• EXERCISE GOAL: Please copy everything from the start of the records down to and including the line that contains "636L468 646L482 649L491", reproducing each line unchanged.

• DATA TO EXAMINE:
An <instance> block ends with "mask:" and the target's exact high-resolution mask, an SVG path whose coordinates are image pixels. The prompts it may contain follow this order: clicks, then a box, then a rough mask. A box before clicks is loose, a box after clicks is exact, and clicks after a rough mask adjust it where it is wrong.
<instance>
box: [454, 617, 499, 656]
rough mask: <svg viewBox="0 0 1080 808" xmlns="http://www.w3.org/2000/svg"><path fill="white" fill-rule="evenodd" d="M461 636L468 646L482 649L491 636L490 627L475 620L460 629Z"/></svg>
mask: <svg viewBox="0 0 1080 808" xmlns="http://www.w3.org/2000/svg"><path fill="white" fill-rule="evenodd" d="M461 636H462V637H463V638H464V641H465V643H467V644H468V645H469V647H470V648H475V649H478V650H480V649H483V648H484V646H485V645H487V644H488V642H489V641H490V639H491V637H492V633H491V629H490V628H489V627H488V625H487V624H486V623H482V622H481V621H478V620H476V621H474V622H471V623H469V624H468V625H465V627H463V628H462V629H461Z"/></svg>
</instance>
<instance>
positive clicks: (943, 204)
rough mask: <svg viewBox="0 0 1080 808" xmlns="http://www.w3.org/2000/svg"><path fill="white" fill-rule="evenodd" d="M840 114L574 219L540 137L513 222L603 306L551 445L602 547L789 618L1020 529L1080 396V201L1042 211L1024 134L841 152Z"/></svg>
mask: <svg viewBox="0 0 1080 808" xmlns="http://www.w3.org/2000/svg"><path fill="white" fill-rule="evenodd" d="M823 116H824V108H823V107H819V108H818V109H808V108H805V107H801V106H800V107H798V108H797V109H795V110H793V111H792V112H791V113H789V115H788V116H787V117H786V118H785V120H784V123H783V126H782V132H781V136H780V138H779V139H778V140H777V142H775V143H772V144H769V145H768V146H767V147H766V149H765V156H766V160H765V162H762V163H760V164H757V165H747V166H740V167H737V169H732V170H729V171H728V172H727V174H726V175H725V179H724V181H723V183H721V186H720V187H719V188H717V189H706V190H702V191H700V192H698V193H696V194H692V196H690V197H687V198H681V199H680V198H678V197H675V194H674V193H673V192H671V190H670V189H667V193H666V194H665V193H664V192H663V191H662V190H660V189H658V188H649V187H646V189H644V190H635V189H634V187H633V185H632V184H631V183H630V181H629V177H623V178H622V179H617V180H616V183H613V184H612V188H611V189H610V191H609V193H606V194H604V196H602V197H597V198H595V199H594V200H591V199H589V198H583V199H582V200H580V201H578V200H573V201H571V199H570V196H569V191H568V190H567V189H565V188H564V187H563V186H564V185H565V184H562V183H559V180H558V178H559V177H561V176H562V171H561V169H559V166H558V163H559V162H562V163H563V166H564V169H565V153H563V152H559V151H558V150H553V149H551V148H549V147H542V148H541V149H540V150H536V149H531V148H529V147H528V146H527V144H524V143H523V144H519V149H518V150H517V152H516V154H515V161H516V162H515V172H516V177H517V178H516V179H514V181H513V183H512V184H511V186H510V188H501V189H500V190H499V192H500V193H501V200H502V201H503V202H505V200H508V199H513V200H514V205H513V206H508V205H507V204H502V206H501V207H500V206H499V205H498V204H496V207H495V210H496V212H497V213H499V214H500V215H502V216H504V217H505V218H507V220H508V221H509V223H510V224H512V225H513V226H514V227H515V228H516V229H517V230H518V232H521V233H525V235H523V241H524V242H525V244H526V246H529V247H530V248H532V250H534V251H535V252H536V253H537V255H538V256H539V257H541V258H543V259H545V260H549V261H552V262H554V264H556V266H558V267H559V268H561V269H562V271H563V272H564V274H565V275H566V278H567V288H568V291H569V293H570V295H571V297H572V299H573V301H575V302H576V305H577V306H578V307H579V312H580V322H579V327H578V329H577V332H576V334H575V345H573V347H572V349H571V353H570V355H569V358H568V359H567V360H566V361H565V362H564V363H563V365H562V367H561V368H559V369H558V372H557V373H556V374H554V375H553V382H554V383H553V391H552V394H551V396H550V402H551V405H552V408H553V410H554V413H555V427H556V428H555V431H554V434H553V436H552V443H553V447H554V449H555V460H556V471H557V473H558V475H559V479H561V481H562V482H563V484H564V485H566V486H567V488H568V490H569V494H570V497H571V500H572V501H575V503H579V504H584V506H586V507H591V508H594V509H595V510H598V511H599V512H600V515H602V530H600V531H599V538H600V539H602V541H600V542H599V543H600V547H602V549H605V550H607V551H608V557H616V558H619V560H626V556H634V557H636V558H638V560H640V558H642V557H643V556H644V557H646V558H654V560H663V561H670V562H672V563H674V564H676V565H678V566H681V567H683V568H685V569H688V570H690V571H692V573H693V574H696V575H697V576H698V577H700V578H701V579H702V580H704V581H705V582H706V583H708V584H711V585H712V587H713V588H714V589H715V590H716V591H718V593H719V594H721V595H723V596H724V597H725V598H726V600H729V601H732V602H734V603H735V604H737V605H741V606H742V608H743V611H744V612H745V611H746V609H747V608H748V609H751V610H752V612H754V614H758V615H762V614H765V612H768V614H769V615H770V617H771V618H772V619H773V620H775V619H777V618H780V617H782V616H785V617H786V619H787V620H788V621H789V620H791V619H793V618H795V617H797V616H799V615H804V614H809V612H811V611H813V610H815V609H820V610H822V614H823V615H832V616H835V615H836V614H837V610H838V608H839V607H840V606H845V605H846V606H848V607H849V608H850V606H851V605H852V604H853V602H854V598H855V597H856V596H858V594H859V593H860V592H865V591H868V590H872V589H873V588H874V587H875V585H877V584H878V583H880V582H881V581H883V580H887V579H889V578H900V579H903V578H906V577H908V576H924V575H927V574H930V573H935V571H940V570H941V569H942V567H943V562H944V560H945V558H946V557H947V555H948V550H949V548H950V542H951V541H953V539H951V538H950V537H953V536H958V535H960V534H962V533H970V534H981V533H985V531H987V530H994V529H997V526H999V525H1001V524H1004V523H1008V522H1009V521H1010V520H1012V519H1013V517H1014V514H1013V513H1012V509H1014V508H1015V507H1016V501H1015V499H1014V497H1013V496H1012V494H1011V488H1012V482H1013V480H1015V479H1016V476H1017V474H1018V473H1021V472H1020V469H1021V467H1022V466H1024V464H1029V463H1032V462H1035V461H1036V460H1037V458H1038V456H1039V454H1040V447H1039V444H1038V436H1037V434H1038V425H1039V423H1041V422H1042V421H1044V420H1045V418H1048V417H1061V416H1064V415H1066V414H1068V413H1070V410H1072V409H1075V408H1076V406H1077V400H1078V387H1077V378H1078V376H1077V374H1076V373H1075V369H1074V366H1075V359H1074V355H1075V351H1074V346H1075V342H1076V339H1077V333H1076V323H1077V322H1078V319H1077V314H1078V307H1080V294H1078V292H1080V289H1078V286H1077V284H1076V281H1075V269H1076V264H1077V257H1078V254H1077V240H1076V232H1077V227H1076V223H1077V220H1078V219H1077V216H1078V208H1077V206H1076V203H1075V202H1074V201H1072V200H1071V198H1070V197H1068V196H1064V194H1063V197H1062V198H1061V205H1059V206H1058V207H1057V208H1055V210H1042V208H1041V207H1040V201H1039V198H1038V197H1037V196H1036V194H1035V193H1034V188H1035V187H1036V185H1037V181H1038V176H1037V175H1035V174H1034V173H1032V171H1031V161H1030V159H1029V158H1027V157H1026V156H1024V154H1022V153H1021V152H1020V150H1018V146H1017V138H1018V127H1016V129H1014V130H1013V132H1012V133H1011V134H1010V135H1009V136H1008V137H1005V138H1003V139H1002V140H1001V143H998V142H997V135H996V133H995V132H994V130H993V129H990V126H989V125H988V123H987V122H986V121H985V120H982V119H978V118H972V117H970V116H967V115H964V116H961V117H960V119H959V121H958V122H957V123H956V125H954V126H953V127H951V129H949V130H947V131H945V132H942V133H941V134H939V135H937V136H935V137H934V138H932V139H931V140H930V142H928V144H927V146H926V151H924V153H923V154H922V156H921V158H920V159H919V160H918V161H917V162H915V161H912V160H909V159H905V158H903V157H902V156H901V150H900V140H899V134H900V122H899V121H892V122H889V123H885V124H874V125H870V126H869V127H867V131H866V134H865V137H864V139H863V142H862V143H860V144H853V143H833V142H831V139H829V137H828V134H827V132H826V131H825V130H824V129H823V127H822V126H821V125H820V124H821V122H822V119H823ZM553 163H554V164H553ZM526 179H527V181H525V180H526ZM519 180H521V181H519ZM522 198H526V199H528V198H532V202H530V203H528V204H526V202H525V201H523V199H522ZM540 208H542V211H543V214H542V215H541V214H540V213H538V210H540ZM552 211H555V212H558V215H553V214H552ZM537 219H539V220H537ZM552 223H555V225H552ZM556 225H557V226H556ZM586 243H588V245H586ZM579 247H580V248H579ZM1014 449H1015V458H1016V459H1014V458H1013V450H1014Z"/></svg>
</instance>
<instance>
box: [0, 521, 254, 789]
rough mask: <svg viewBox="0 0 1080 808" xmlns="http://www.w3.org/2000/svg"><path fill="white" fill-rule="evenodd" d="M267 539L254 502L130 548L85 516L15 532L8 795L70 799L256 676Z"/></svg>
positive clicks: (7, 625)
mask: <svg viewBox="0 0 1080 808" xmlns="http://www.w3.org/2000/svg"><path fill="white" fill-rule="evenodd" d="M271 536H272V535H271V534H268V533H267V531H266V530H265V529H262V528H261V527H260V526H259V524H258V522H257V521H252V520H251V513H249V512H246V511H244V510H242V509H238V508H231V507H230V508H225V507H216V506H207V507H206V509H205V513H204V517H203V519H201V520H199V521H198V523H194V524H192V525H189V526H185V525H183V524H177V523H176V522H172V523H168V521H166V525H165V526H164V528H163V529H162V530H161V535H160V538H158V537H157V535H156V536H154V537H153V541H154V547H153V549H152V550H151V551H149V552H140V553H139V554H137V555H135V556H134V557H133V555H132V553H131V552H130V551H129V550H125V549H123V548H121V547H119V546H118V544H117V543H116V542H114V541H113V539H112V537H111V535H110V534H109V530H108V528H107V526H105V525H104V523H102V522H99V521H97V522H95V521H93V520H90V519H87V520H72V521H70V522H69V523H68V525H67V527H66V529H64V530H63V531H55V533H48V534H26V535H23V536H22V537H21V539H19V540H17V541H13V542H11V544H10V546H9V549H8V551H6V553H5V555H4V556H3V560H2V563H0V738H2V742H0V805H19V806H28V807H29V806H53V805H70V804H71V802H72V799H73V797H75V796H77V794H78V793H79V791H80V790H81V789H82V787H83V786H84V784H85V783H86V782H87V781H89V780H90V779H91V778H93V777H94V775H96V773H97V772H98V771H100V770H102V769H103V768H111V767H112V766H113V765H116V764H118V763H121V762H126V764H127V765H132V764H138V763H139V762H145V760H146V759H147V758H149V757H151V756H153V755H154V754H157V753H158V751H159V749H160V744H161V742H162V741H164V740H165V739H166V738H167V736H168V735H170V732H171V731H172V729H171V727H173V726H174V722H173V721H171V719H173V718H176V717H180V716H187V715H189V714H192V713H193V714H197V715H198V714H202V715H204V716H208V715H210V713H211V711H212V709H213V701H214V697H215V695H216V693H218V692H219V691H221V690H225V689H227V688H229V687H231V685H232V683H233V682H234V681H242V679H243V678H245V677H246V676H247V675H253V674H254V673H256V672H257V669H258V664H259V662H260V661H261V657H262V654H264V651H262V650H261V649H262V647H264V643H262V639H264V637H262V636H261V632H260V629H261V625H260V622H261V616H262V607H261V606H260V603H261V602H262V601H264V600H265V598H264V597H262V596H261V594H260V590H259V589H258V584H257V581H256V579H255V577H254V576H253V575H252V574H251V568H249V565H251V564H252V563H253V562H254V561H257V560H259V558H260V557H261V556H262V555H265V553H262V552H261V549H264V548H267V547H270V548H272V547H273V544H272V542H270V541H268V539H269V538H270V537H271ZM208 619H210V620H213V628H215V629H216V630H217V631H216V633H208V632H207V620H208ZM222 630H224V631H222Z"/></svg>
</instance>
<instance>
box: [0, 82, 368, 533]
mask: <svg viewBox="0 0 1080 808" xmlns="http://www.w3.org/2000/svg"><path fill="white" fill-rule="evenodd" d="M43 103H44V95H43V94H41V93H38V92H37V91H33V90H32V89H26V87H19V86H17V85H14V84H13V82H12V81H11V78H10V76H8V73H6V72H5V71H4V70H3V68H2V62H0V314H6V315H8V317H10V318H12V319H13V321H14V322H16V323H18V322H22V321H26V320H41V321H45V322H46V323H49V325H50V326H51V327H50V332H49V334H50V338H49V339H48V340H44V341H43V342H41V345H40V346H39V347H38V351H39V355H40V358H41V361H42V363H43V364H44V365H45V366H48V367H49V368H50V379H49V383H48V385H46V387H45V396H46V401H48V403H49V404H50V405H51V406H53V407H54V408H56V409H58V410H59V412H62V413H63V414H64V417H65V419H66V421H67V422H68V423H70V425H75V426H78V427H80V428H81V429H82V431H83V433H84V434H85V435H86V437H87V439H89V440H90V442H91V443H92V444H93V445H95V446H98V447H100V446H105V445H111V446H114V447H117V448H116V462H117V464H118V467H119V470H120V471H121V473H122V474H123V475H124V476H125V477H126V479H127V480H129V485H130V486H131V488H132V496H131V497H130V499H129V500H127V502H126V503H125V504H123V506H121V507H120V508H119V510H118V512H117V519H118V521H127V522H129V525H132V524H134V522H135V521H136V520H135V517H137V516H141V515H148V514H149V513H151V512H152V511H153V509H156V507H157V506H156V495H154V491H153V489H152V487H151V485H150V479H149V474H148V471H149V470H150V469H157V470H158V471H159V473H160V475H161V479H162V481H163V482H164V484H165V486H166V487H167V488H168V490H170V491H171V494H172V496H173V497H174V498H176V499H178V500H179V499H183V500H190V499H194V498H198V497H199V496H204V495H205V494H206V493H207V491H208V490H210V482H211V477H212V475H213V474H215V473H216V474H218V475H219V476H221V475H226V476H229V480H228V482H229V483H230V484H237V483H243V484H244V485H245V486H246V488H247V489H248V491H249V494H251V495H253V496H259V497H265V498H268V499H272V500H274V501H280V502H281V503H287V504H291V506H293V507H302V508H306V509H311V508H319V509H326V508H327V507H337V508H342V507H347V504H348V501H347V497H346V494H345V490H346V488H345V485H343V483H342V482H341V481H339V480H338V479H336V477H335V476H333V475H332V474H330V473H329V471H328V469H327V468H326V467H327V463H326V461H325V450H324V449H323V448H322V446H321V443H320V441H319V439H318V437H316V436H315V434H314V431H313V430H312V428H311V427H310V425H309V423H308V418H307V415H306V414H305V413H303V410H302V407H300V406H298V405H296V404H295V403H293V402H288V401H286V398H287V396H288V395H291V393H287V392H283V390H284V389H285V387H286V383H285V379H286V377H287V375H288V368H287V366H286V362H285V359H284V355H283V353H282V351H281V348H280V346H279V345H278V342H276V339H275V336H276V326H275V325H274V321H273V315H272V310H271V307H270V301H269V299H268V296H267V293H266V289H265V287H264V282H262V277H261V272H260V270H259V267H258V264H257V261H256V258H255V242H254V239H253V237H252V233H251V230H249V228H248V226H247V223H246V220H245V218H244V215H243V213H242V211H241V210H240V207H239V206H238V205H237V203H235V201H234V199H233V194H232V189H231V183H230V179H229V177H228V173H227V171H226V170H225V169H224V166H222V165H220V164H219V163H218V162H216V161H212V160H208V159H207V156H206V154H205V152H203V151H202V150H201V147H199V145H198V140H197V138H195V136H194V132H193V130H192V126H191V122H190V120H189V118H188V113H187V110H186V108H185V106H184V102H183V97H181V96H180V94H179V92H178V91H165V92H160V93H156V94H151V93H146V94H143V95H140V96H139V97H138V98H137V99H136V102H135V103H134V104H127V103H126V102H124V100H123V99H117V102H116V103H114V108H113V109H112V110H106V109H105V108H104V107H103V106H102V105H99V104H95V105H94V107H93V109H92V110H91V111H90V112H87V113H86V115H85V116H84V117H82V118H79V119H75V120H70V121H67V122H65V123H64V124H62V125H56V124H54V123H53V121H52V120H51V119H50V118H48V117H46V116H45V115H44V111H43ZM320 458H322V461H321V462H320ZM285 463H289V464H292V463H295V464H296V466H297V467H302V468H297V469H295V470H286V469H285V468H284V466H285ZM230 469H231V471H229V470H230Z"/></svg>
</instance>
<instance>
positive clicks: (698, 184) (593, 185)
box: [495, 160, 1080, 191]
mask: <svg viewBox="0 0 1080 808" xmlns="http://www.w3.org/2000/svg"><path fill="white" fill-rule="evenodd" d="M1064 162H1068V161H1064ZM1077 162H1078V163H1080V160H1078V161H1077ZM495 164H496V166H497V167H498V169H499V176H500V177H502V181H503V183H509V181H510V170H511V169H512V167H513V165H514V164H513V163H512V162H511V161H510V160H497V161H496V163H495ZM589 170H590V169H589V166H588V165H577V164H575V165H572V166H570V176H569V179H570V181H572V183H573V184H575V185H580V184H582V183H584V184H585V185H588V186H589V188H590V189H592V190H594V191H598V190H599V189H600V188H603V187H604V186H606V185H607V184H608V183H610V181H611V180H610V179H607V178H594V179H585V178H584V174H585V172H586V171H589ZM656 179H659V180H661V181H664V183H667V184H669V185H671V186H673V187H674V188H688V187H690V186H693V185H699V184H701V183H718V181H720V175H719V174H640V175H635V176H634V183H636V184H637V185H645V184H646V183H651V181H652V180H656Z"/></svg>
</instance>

• RESULT OF THIS EXERCISE:
An <instance> block ends with "mask:" and the target's exact high-resolution mask, an SVG path whose coordinates are image pixels. The prompts it may contain follow this order: clicks, then a box, then a rough mask. A box before clicks is loose, a box after clicks is exact, and clicks after a rough mask adjust it where it is wrong.
<instance>
box: [454, 617, 499, 656]
rough mask: <svg viewBox="0 0 1080 808" xmlns="http://www.w3.org/2000/svg"><path fill="white" fill-rule="evenodd" d="M461 636L468 646L482 649L491 636L490 627L475 620L460 629Z"/></svg>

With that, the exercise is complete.